Requirements:
A: Answer these questions using the ski pass article:
(i) What will next winter's season-long pass to Stowe Mountain Resort's lifts cost?
(ii) What was the average national price of a one-day ticket in 1951?
(iii) Between which two years did ski areas raise lift ticket prices at triple the rate of inflation?
B: Duplicate the part of the ski pass article that runs from "Multi-area season passes" up to and including "snow at all.".

Supplied text:

+ + + + +

Photo Caption: This chart, compiled by the staff at Ski Area Management, shows the price of the nation’s leading multi-resort season passes. Adjusted for inflation, these passes provide high-frequency skiers with per-day prices that rival those of the early 1950s.
 
Multi-area season passes have brought back 1950s prices. By John Fry
 
Next winter the price of a season-long pass to ride an unlimited number of days on Stowe Mountain Resort’s lifts will be cut in half to $859. For someone skiing or snowboarding 20 days, for example, the per-day cost will be $43. Adjusted for inflation, that’s equivalent to $4.25 per day in 1951—about what a one-day ticket at Stowe’s Mount Mansfield cost 67 years ago. 
 
Mt. Mansfield could charge a premium then because it had a chairlift. The majority, hundreds of ski hills, offered only rope tows in 1951, and the average one-day ticket, nationally, cost only $2.50. Skiing has never been cheaper than that. But the experience was vastly different: Compare today’s high-tech snowmaking and high-speed lifts to the 1950s ordeal of grabbing onto a fast-moving rope, skiing on ice, crud over rocks, or maybe no snow at all. 
 
The Multi-Resort Season Pass
Between 1951 and 1965, ski areas jacked lift ticket prices at triple the rate of inflation so they could invest in chairlifts, snowmaking and grooming. Then came high-speed detachable chairs, more sophisticated snow management, and handsome day lodges with WiFi connections, and the one-day lift ticket at big resorts leaped to over a hundred bucks. 
 
Now something different is happening.

+ + + + +

Data supplied:
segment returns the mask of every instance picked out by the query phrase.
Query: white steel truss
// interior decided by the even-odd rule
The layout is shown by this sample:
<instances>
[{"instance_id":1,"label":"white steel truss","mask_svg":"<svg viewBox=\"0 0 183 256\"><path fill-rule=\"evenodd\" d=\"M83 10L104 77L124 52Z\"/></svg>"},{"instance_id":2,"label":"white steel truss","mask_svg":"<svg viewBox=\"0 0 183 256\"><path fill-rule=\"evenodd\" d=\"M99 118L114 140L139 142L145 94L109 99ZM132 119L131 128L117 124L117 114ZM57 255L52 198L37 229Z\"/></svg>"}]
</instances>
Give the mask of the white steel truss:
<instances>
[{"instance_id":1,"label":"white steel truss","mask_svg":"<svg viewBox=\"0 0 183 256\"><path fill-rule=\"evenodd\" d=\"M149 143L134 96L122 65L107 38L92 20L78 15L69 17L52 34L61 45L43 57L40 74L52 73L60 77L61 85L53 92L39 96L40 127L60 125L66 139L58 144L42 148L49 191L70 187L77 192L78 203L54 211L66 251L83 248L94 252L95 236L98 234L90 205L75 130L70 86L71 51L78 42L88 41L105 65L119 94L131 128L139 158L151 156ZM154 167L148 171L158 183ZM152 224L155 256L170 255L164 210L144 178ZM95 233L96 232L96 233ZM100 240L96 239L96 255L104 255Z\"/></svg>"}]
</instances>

+ + + + +

Answers provided:
A:
(i) $859
(ii) $2.50
(iii) 1951 and 1965

B:
Multi-area season passes have brought back 1950s prices. By John Fry
 
Next winter the price of a season-long pass to ride an unlimited number of days on Stowe Mountain Resort’s lifts will be cut in half to $859. For someone skiing or snowboarding 20 days, for example, the per-day cost will be $43. Adjusted for inflation, that’s equivalent to $4.25 per day in 1951—about what a one-day ticket at Stowe’s Mount Mansfield cost 67 years ago. 
 
Mt. Mansfield could charge a premium then because it had a chairlift. The majority, hundreds of ski hills, offered only rope tows in 1951, and the average one-day ticket, nationally, cost only $2.50. Skiing has never been cheaper than that. But the experience was vastly different: Compare today’s high-tech snowmaking and high-speed lifts to the 1950s ordeal of grabbing onto a fast-moving rope, skiing on ice, crud over rocks, or maybe no snow at all.